PROBLEM DETAILS: Every line of the data below is to be retyped exactly.
━━━━━ RECORDS FOR THIS TASK ━━━━━
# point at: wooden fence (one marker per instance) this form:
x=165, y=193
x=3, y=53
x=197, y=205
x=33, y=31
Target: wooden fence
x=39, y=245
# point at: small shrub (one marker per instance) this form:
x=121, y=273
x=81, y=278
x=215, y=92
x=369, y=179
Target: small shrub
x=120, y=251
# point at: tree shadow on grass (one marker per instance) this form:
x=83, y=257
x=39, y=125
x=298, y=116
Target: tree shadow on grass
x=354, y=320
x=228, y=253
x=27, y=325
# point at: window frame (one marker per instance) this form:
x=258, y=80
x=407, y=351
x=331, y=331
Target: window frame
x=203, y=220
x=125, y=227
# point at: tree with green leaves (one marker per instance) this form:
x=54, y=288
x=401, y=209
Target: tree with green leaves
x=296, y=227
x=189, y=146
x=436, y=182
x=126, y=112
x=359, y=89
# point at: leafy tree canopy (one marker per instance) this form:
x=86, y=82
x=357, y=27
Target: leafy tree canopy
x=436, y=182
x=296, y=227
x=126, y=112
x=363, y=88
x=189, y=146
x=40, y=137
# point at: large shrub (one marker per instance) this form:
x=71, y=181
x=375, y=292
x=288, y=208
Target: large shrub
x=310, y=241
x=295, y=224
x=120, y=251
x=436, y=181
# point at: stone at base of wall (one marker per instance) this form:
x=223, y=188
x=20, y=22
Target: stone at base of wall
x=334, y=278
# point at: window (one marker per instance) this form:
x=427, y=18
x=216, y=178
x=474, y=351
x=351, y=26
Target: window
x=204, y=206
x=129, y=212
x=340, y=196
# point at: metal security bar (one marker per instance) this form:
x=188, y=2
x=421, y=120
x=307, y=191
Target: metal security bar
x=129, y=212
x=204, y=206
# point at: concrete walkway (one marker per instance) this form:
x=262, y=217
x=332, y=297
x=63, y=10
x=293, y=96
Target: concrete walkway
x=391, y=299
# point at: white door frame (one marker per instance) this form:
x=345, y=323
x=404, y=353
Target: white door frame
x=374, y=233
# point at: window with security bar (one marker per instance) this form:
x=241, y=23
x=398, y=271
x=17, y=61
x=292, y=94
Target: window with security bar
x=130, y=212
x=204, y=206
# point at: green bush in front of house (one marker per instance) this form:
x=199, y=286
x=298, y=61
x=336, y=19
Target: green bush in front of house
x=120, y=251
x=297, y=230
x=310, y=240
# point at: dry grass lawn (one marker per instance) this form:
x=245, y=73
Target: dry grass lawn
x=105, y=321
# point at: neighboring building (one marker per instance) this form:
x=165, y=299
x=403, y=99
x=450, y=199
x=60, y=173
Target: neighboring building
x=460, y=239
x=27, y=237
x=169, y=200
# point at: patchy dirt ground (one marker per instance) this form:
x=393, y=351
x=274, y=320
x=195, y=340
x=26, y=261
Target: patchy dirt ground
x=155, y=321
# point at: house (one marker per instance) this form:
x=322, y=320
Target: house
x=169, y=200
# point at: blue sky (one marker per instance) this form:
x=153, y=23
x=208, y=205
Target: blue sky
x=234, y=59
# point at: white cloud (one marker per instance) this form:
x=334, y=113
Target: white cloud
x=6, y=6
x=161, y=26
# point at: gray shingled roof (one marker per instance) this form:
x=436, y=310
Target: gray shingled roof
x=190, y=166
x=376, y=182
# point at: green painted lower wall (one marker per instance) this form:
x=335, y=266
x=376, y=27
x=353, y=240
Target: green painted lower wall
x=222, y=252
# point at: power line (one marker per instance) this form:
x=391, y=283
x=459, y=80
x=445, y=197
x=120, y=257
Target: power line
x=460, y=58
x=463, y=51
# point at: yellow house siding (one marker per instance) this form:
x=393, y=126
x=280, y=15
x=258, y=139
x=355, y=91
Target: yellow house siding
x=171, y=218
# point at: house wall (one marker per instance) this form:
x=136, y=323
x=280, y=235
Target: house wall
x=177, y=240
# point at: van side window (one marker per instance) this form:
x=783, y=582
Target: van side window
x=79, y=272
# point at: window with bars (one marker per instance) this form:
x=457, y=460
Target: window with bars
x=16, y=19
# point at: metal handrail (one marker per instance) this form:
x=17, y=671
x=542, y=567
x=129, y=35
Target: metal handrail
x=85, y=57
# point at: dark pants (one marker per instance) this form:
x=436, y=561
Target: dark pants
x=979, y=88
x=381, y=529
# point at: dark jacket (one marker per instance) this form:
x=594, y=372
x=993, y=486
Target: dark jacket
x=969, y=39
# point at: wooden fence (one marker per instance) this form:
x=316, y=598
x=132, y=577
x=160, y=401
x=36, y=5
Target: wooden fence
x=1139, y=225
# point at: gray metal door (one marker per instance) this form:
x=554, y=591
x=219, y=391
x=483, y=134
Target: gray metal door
━━━━━
YOUR RESPONSE:
# point at: wooden fence (one marker per instance) this form:
x=165, y=193
x=3, y=53
x=197, y=205
x=33, y=31
Target: wooden fence
x=39, y=245
# point at: small shrub (one marker per instance) this form:
x=121, y=273
x=81, y=278
x=215, y=92
x=369, y=179
Target: small shrub
x=120, y=251
# point at: tree shadow on grass (one marker per instance) this form:
x=83, y=257
x=39, y=125
x=298, y=116
Target: tree shadow on grass
x=354, y=320
x=228, y=253
x=27, y=325
# point at: window frame (one marker per instance) this form:
x=258, y=80
x=407, y=351
x=331, y=331
Target: window frame
x=203, y=220
x=125, y=227
# point at: tree with green leaves (one marker per instance) this form:
x=54, y=288
x=401, y=209
Target: tree with green leaves
x=296, y=227
x=189, y=146
x=436, y=182
x=126, y=112
x=359, y=89
# point at: leafy tree canopy (one marker per instance) this form:
x=86, y=82
x=357, y=27
Target: leafy tree canopy
x=436, y=182
x=296, y=227
x=126, y=112
x=363, y=88
x=189, y=146
x=40, y=137
# point at: large shrub (one marker per instance) this form:
x=71, y=181
x=375, y=292
x=288, y=208
Target: large shrub
x=310, y=241
x=295, y=224
x=120, y=251
x=436, y=181
# point at: stone at base of wall (one marker per instance) this form:
x=223, y=188
x=20, y=22
Target: stone at base of wall
x=334, y=278
# point at: window (one marker per instance) this form:
x=427, y=18
x=216, y=178
x=474, y=351
x=351, y=26
Target: window
x=204, y=206
x=129, y=212
x=340, y=196
# point at: metal security bar (one marker per instance) this form:
x=188, y=2
x=421, y=120
x=307, y=191
Target: metal security bar
x=129, y=212
x=204, y=206
# point at: concrete walkway (one marker per instance) this form:
x=262, y=217
x=332, y=297
x=63, y=10
x=293, y=96
Target: concrete walkway
x=391, y=299
# point at: white door frame (one marker per instance) this form:
x=345, y=323
x=404, y=353
Target: white door frame
x=374, y=233
# point at: window with security bar (one marker per instance) this form:
x=241, y=23
x=398, y=271
x=17, y=61
x=292, y=94
Target: window with security bar
x=130, y=212
x=204, y=206
# point at: green bush in front of house (one marker per instance) this form:
x=199, y=286
x=298, y=61
x=336, y=19
Target: green bush in front of house
x=120, y=251
x=297, y=230
x=310, y=240
# point at: dry grass lawn (one marker per instance) this form:
x=245, y=73
Target: dry grass lawn
x=105, y=321
# point at: neighboring building (one marker per instance) this form:
x=165, y=299
x=403, y=99
x=450, y=199
x=60, y=173
Target: neighboring building
x=460, y=239
x=27, y=237
x=169, y=200
# point at: patchy dirt ground (one marker per instance) this form:
x=393, y=351
x=274, y=320
x=195, y=340
x=26, y=261
Target: patchy dirt ground
x=155, y=321
# point at: house (one marker per instance) this form:
x=322, y=320
Target: house
x=169, y=200
# point at: blue sky (one marker per instance) this form:
x=153, y=23
x=208, y=205
Target: blue sky
x=234, y=59
# point at: white cloud (one marker per instance) this form:
x=334, y=113
Target: white cloud
x=6, y=6
x=161, y=26
# point at: gray shingled roof (one marker per instance) this form:
x=436, y=310
Target: gray shingled roof
x=190, y=166
x=376, y=182
# point at: green painted lower wall (one marker per instance) this form:
x=335, y=266
x=376, y=27
x=353, y=240
Target: green painted lower wall
x=222, y=252
# point at: power line (one marker per instance) this form:
x=391, y=283
x=459, y=80
x=445, y=197
x=120, y=257
Target: power line
x=460, y=58
x=463, y=51
# point at: yellow house siding (one marker per instance) this form:
x=393, y=126
x=280, y=15
x=258, y=139
x=355, y=91
Target: yellow house siding
x=171, y=218
# point at: house wall (one marker per instance) this form:
x=136, y=323
x=280, y=235
Target: house wall
x=177, y=240
# point at: van side window (one marker per instance) this form:
x=783, y=582
Target: van side window
x=79, y=272
# point at: window with bars (one marker per instance) this form:
x=457, y=460
Target: window with bars
x=16, y=19
# point at: metal handrail (one marker per instance) this form:
x=17, y=671
x=542, y=567
x=129, y=35
Target: metal handrail
x=85, y=57
# point at: dark pants (one marker per instance) this form:
x=436, y=561
Target: dark pants
x=979, y=88
x=381, y=529
# point at: dark jacket (one marker per instance) this form:
x=594, y=372
x=993, y=486
Target: dark jacket
x=969, y=39
# point at: wooden fence (one marker per instance) this form:
x=316, y=598
x=132, y=577
x=160, y=401
x=36, y=5
Target: wooden fence
x=1139, y=225
# point at: gray metal door (one marker per instance) this form:
x=554, y=591
x=219, y=391
x=483, y=134
Target: gray metal door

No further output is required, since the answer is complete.